** DATASET EXCERPTS follows **

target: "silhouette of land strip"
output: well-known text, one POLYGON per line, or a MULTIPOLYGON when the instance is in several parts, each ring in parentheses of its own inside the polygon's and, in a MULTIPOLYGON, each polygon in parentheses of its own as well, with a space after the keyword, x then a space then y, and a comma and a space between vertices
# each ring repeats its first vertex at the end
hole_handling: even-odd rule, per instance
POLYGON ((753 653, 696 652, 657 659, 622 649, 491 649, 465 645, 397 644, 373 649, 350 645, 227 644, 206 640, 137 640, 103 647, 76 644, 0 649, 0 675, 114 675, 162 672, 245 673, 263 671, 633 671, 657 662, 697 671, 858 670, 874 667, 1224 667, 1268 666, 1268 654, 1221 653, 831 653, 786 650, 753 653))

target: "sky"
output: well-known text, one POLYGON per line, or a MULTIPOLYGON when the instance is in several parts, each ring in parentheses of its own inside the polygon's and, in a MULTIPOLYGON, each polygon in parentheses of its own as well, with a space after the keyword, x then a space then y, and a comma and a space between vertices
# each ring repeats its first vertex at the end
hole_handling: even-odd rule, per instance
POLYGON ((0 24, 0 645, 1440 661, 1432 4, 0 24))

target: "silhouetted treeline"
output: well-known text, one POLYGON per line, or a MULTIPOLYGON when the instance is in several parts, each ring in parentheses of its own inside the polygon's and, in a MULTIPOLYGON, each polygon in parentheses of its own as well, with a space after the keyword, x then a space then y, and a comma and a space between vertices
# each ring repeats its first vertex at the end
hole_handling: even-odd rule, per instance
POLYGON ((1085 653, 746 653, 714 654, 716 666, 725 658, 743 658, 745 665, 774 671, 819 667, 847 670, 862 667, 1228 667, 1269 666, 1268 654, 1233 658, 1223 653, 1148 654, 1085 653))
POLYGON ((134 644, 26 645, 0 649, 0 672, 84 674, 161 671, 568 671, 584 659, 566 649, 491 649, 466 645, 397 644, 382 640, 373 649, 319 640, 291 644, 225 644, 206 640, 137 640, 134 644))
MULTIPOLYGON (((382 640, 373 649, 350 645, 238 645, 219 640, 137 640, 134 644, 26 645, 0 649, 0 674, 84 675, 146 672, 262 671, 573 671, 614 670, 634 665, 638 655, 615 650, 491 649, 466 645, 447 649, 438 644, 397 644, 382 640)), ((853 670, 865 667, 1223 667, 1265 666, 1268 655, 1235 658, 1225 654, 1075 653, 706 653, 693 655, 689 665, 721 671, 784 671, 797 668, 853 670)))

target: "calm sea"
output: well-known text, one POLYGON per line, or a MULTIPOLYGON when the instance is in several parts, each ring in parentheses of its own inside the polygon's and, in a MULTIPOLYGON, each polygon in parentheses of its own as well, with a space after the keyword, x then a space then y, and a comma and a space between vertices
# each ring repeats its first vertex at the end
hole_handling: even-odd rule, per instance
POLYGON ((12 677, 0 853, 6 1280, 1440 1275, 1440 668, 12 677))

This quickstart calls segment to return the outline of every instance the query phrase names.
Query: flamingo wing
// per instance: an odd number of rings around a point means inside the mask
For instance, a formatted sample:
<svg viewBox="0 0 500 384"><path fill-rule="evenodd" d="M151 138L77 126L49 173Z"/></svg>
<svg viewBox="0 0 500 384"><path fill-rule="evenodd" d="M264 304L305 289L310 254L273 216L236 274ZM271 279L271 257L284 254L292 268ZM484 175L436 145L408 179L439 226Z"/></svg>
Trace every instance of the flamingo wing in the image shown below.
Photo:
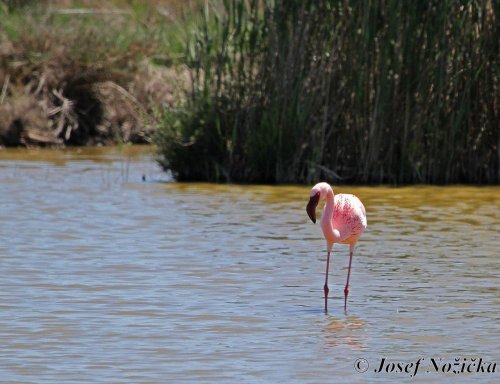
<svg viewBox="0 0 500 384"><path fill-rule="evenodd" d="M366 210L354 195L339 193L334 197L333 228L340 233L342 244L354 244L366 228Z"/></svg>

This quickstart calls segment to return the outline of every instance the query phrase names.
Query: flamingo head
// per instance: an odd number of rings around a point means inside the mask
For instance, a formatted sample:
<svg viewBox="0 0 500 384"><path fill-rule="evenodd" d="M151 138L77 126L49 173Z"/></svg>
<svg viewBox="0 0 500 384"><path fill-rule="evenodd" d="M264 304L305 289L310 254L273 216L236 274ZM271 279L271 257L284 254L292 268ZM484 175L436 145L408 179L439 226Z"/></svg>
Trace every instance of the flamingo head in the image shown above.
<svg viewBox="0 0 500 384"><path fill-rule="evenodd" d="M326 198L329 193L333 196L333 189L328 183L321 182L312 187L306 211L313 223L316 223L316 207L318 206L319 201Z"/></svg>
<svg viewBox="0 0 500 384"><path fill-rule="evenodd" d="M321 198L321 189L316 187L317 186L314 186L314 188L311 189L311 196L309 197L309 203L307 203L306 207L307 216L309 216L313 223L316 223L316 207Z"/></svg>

** End of DATASET EXCERPTS **
** DATASET EXCERPTS follows **

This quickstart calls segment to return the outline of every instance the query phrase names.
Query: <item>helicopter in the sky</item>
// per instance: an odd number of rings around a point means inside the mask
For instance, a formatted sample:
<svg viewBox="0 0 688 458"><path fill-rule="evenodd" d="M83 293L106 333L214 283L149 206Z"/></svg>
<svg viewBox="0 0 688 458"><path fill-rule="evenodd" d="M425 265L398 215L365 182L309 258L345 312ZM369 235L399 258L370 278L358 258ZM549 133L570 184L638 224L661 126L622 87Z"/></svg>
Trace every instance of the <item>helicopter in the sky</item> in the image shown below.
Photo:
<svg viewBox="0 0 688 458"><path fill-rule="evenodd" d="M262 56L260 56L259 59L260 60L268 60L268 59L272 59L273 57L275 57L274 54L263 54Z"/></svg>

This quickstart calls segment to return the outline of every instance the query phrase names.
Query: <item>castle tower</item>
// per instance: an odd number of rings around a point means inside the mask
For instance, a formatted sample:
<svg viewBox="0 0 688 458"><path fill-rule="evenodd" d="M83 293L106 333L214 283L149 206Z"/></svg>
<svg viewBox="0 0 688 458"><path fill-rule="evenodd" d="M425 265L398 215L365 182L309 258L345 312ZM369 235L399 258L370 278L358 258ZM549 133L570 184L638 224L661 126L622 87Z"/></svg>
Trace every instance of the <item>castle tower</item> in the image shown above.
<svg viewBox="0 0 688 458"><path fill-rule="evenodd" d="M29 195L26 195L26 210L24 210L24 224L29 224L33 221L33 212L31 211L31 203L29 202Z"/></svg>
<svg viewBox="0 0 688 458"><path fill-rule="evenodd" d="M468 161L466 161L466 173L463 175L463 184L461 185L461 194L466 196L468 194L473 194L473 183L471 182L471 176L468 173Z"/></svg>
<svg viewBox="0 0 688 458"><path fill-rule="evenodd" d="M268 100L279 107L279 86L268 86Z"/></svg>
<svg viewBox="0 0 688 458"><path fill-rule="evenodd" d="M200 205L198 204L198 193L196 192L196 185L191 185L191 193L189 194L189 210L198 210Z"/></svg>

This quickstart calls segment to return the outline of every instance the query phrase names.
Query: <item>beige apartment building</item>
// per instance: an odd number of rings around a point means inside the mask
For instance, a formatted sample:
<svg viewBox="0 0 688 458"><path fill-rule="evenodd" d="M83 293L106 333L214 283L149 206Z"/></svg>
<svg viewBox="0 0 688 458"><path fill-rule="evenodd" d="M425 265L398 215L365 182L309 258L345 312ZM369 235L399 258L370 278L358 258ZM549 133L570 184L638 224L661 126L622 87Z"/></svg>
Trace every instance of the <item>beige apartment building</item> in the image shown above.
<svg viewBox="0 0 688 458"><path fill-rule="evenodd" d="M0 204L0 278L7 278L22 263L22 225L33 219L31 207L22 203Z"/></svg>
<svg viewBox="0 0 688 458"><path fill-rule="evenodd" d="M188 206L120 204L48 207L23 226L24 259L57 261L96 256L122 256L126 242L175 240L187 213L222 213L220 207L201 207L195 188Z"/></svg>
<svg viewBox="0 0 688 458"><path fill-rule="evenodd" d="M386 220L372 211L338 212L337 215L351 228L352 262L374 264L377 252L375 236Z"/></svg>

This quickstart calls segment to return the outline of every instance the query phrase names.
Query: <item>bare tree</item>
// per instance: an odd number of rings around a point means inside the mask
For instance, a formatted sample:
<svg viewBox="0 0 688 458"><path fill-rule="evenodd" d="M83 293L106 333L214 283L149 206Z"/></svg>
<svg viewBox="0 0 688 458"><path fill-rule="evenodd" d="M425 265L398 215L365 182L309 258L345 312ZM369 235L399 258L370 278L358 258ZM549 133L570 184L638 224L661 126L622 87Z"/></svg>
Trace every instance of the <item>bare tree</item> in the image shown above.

** End of DATASET EXCERPTS **

**WHAT THE EXERCISE ASKS:** Report back every line of the entries in which "below" occurs.

**TASK RESPONSE:**
Trace every instance of the flamingo wing in the image shown below.
Trace every instance of the <item>helicopter in the sky</item> in the image shown below.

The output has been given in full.